● TEXTO DE LEITURA:
===============
Tudo serve para a poesia; nada serve para a poesia. Os chinelos no canto do quarto, velhos, sujos, à espera dos meus pés, me inspiram. Como o amigo cão, parecem implorar por um passeio. Se pudessem, andariam sozinhos. Talvez seguissem por outros caminhos, veredas que eu não teria jamais coragem de percorrer. No entanto, submissos, jazem imóveis, à minha espera, no canto. O silêncio dos meus calçados toca profundamente minha alma.
Tudo cabe numa poesia; nada cabe na poesia. Esse quarto é tão grande, tão grande, e os papéis o tomam, o invadem, numa desordem que retrata muito bem meu cotidiano e reflete meu interior. Onde está aquela anotação tão importante que fiz a pouco? Jamais encontrarei o endereço daquele sebo anotado num pedaço pequeno de papel. Janelas se abrem e os papéis ficam eufóricos, cheios de malícia. Querem flutuar do oitavo andar e me deixar envergonhado e aflito.
===============
● TAREFA CURTA A: Relacione todas as linhas da listagem que contêm a palavra "Task".

● SEÇÃO DE DADOS:
===============
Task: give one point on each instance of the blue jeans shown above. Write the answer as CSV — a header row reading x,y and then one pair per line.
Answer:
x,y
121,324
===============
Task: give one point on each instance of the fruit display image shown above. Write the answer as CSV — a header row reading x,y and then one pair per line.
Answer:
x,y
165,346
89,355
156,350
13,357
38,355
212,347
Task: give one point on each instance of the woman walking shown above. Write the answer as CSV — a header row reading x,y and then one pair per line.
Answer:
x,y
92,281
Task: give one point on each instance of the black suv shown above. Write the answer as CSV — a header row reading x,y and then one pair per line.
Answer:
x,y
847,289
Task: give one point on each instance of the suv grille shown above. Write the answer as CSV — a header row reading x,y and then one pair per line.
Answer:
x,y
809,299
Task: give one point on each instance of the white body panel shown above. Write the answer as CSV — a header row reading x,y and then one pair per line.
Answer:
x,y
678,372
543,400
===============
● TAREFA CURTA B: Devolva, sem alterações, o trecho do texto sobre a poesia que vai de "Tudo serve para" até "profundamente minha alma.".

● RESPOSTA DA TAREFA A:
Task: give one point on each instance of the blue jeans shown above. Write the answer as CSV — a header row reading x,y and then one pair per line.
Task: give one point on each instance of the fruit display image shown above. Write the answer as CSV — a header row reading x,y and then one pair per line.
Task: give one point on each instance of the woman walking shown above. Write the answer as CSV — a header row reading x,y and then one pair per line.
Task: give one point on each instance of the black suv shown above. Write the answer as CSV — a header row reading x,y and then one pair per line.
Task: give one point on each instance of the suv grille shown above. Write the answer as CSV — a header row reading x,y and then one pair per line.
Task: give one point on each instance of the white body panel shown above. Write the answer as CSV — a header row reading x,y and then one pair per line.

● RESPOSTA DA TAREFA B:
Tudo serve para a poesia; nada serve para a poesia. Os chinelos no canto do quarto, velhos, sujos, à espera dos meus pés, me inspiram. Como o amigo cão, parecem implorar por um passeio. Se pudessem, andariam sozinhos. Talvez seguissem por outros caminhos, veredas que eu não teria jamais coragem de percorrer. No entanto, submissos, jazem imóveis, à minha espera, no canto. O silêncio dos meus calçados toca profundamente minha alma.